▸ To do:
1. In the passage about the block warden below, what does the block warden want but get denied?
2. Write the next paragraph of the passage about the block warden below, picking up after its final sentence.

▸ Provided text:

----------

I think Kolibri stands out to me most clearly on this because in communications from the block warden regarding Ariane there is emphasis put on how it is unacceptable and suspicious that she should be so interested and invested in art and literature that does not serve the purpose of furthering the goals of the nation. But we know that Kolibris themselves are bookworms, Adlers are fiends for stimulating experiences, and both get miserable FAST when deprived of art and puzzles and entertainment and hobbies. Y'know, just like anyone. Far be it from being a paragon of The Nation only interested in productive labor, we are reminded that the block warden, too, hates this shitty town and wants to transfer but is denied. They're hypocrites, but not monsters, nor brainwashed puppets of the state.
The monstrousness at play is not contained within any particular subset of evil individuals, or even an inherent universal force of evil contained in the broad notion of The Nation. There is no cosmic evil force that makes them all do these things to each other. The monstrousness is within the social systems, the mechanisms of how authority perpetuates on a structural procedural level, held in place by fear and tangible threats of violence, each link in the chain restraining the next through those threats out of fear that if they don't, then they'll be next. Regardless how many, if any, of those people in this chain are true dogmatic hardliners, they must act as such because failing to do so opens them up to danger.

----------

▸ Items:
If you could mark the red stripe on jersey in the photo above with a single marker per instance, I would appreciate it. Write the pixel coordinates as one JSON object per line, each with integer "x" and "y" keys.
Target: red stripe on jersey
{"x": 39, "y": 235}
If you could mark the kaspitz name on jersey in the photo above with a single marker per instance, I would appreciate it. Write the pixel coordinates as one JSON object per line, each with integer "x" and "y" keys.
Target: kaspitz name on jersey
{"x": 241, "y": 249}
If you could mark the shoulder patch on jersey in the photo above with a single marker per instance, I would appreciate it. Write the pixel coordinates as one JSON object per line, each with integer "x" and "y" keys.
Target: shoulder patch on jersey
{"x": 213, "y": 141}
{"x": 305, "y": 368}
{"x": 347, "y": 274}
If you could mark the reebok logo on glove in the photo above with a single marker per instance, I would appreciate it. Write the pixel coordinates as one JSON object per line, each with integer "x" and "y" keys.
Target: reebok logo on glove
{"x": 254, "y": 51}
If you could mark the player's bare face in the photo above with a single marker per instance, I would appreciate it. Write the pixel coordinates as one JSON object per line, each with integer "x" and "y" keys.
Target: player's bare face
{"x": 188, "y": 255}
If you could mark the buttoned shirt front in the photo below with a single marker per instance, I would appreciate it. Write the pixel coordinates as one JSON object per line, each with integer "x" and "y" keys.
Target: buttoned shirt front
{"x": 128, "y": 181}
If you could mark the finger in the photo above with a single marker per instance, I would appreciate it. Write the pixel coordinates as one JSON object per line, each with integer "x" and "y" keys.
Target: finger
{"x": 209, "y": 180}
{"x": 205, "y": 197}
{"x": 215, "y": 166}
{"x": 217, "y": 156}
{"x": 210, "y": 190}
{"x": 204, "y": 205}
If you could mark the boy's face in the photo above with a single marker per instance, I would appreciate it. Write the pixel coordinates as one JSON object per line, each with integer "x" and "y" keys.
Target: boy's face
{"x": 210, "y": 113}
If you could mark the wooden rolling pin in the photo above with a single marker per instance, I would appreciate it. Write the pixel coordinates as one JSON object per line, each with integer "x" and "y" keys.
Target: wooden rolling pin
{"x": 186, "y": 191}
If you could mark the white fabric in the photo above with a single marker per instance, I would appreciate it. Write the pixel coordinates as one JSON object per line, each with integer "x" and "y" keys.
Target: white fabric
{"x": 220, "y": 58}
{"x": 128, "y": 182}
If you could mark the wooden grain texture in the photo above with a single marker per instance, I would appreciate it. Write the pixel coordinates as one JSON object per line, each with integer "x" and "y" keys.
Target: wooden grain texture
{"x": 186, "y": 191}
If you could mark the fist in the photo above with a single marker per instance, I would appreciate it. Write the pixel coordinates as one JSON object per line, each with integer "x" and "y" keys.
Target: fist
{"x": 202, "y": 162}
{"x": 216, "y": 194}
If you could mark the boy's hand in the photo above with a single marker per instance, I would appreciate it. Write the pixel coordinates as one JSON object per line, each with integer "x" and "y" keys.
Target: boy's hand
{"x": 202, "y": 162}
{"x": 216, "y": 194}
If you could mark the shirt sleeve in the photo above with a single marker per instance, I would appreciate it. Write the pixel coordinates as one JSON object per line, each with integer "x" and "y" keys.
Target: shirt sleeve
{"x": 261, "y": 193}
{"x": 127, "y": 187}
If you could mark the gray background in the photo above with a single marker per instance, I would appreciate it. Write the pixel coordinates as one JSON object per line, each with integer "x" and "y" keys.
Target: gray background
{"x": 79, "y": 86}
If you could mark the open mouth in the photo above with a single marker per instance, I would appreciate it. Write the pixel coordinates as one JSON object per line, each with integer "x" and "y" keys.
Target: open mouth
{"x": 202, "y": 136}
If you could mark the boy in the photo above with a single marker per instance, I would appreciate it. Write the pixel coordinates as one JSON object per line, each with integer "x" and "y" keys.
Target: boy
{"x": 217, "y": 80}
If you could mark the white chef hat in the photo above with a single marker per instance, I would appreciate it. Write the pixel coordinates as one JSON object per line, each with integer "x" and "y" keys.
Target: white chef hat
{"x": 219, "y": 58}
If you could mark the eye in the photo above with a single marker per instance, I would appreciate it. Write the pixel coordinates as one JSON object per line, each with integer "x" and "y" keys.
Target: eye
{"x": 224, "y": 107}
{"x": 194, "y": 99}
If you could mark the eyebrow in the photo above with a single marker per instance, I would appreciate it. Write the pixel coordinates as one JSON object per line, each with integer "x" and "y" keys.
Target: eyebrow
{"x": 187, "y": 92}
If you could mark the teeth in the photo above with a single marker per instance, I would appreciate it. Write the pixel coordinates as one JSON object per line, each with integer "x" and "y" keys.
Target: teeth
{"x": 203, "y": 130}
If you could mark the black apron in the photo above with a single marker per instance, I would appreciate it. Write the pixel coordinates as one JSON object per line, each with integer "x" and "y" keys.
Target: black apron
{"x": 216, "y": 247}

----------

▸ Answers by task:
1. A transfer out of the town.

2.
Here then I think of the quote that is so prominent, "Great holes secretly are digged where earth’s pores ought to suffice, and things have learnt to walk that ought to crawl", from Lovecraft's The Festival. This is not just a chilling abstract visual that conveniently evokes a mineshaft-- in Lovecraft's story, this line refers to worms which ate the decomposing bodies of wizards whose wretched souls had remained after death, complete with the terrible powers they gained through contracts with demons. Those worms inherited both their power, and also the evil. The Nation, despite having overthrown the Empire, is built on imperial technology, in particular Replikas and bioresonance. So too, then, we can imply that The Nation inherited with those things some of the monstrousness of The Empire as well. There is no end of history, nor clean break with the past, no matter how violently it may seem to be rejected. That which remains from the past--and something inevitably always does--creates the present.
This is a game that is not shy about evoking East Germany. And I think all of this provides a sophisticated picture of repressive authority that we rarely see in fiction of the English speaking world, especially in games. The year the S23 incident takes place is notably 84, but, frankly, I find this to be more compelling and illustrative than 1984 (and I'm a librarian and have taught English classes so I get to say that). Orwell, let's be honest, presents a fairly one dimensional picture of authority, where people seize power and wield it against others out of seeming mustache twirling evil or malice.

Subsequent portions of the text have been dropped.